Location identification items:

◆ ◆ ◆ ◆ ◆ ◆ ◆

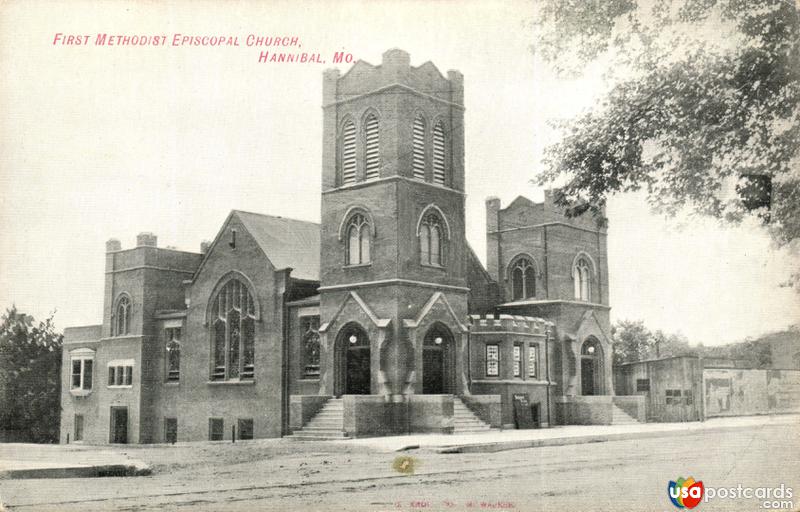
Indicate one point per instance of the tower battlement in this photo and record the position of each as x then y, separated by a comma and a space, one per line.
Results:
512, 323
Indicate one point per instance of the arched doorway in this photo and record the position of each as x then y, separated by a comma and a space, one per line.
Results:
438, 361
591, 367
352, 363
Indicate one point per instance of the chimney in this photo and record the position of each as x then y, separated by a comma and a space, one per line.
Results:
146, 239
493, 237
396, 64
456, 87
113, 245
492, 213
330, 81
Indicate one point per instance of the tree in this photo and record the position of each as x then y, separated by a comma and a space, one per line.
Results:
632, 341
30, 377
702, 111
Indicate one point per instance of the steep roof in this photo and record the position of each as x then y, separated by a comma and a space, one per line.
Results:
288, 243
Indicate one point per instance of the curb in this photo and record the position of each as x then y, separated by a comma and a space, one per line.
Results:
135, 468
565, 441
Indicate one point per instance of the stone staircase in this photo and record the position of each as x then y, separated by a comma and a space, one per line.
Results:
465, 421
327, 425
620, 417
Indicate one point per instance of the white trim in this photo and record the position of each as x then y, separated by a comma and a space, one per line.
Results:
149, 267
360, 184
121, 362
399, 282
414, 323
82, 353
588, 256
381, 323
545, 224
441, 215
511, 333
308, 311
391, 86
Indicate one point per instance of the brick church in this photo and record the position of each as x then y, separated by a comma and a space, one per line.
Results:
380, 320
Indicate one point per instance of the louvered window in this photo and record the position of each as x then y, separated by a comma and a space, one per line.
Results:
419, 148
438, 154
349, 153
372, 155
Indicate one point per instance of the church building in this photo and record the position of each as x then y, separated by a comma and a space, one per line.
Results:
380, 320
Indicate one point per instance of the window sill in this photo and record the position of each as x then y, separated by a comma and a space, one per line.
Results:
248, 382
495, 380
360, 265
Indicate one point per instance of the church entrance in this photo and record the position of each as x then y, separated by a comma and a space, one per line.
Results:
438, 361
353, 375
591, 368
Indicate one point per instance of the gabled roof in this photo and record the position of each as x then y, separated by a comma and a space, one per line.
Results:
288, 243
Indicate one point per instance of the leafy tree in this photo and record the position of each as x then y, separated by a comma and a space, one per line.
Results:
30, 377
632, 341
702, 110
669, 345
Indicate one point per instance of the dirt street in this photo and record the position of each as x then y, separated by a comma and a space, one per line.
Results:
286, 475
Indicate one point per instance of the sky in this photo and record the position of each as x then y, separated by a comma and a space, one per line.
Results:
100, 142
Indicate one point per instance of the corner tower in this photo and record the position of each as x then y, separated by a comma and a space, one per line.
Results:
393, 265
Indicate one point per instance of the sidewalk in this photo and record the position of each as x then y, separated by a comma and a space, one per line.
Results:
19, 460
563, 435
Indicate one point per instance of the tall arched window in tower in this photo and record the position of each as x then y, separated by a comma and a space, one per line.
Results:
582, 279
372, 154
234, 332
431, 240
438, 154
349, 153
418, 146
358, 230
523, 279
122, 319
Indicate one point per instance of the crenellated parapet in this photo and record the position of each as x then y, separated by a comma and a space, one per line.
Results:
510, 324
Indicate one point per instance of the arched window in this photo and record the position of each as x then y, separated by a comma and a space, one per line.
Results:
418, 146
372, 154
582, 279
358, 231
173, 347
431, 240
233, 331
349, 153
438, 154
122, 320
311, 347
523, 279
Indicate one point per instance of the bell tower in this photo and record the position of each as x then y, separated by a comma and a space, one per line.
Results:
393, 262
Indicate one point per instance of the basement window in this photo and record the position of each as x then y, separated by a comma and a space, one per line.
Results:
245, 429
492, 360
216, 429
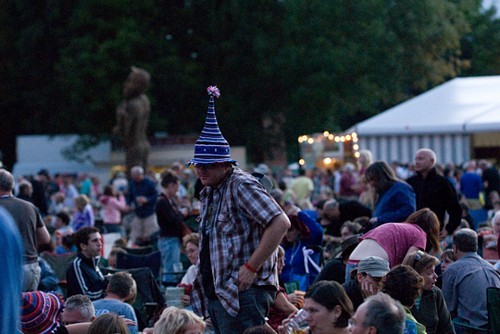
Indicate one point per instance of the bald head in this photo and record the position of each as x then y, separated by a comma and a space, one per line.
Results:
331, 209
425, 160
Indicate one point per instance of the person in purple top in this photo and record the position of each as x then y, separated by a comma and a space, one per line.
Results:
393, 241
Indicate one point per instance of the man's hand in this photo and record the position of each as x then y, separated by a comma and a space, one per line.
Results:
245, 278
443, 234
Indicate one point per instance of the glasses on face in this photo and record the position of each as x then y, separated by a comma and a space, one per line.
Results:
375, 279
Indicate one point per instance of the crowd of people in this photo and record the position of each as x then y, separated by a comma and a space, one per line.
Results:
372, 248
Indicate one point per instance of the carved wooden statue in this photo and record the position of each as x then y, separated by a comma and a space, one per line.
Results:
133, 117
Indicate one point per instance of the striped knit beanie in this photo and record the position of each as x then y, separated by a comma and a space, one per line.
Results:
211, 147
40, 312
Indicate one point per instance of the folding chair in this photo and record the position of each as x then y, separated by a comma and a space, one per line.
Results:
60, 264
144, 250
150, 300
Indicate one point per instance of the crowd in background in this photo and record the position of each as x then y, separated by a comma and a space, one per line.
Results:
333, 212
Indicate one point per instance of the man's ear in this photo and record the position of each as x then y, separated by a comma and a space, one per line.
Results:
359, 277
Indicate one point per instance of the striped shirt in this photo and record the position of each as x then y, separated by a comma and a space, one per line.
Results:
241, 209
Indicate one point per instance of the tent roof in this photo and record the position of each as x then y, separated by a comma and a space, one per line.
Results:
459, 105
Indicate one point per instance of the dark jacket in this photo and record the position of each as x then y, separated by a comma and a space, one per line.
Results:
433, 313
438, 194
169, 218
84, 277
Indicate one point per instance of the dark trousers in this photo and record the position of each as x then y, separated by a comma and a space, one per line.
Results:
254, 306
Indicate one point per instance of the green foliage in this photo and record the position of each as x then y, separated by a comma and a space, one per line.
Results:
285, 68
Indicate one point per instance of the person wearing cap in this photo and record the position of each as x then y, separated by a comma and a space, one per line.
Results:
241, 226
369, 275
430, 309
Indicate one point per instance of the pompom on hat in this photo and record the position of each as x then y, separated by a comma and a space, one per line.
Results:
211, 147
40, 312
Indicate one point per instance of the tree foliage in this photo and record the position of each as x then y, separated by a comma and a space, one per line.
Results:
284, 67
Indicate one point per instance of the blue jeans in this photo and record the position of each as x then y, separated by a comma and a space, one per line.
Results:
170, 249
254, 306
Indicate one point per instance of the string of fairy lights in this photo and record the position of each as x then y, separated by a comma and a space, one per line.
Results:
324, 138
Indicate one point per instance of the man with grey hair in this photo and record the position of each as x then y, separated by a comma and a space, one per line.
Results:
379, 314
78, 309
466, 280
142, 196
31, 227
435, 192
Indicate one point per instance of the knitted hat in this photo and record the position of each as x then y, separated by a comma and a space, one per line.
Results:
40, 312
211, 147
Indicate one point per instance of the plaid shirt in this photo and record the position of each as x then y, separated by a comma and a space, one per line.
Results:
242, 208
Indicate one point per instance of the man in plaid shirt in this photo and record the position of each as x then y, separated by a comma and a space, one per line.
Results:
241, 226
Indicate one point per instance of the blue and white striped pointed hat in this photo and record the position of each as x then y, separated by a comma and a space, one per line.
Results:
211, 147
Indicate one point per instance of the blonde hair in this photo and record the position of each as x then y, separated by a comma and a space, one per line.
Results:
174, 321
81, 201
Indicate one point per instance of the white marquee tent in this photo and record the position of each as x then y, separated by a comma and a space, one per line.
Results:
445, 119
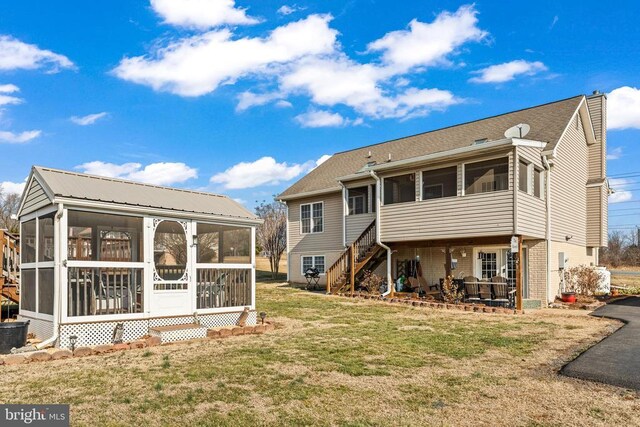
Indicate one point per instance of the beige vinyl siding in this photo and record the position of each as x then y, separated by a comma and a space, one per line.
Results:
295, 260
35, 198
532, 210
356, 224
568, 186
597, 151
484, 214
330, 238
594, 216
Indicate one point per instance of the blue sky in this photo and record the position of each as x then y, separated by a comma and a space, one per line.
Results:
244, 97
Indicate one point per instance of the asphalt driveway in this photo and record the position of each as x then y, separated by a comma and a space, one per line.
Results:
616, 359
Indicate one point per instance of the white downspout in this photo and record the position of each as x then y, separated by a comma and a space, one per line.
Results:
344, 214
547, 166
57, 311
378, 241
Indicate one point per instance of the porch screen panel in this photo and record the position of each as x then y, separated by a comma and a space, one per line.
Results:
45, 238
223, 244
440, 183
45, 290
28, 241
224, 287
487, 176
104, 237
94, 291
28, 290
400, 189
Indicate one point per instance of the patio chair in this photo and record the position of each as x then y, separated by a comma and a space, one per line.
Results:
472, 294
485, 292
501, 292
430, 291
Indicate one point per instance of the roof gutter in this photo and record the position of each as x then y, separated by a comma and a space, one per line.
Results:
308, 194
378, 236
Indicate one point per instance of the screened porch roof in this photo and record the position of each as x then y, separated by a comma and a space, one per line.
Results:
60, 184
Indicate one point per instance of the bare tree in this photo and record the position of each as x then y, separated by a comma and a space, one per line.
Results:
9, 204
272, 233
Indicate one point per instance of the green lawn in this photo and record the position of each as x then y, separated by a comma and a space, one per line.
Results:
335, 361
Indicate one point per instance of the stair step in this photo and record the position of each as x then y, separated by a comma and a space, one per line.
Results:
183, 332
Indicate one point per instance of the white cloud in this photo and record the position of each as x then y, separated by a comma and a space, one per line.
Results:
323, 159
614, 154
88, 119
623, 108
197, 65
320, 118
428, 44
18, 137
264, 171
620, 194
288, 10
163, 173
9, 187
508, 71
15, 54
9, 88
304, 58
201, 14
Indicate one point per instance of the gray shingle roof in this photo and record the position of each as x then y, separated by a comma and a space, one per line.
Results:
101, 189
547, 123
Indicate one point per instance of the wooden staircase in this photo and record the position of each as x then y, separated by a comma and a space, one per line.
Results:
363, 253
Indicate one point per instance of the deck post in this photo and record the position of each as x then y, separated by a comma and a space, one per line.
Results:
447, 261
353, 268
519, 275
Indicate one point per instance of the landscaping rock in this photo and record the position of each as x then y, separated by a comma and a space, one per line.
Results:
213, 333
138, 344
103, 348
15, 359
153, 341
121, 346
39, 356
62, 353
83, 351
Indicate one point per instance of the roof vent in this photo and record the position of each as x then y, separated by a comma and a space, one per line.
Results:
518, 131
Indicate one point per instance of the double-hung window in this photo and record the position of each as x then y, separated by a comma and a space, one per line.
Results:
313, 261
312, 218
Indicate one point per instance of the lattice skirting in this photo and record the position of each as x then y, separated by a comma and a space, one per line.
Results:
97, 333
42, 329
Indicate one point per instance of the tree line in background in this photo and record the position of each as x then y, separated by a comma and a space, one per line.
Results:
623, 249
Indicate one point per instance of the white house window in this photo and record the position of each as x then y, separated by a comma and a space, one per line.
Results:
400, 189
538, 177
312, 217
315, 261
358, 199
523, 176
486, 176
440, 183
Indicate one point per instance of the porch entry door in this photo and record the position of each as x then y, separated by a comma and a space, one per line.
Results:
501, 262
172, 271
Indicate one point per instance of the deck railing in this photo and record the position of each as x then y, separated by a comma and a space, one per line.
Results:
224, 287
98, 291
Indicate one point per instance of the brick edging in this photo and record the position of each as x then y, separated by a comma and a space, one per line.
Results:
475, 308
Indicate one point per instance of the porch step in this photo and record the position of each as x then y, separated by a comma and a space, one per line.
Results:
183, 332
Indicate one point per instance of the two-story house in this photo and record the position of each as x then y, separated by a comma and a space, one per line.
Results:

◆ ◆ ◆ ◆ ◆ ◆ ◆

> [STATED GOAL] Reproduce the stretch of the listing from the line containing "Indicate one point per instance of the deck railing" through the end, changing every "Results" to "Coordinates" and leaving all else unchanged.

> [SOLUTION FOR THIS TASK]
Indicate one point per instance of the deck railing in this photo and record the position of each as x then y, separated by a comma and a space, one per line.
Coordinates:
224, 287
98, 291
Indicate one point per instance of the brick edging in this photo and record the position of each as x then y, separated by a comma and a space, one per line.
Coordinates:
475, 308
Indicate one point per instance of the porch step in this photo and record the position of each as x then y, separated by a comma and a space, one per line.
Coordinates:
183, 332
Indicate one point per instance of the two-story house in this photo and record the position of each as x then y, separated by a comma and a space, one per line.
Coordinates:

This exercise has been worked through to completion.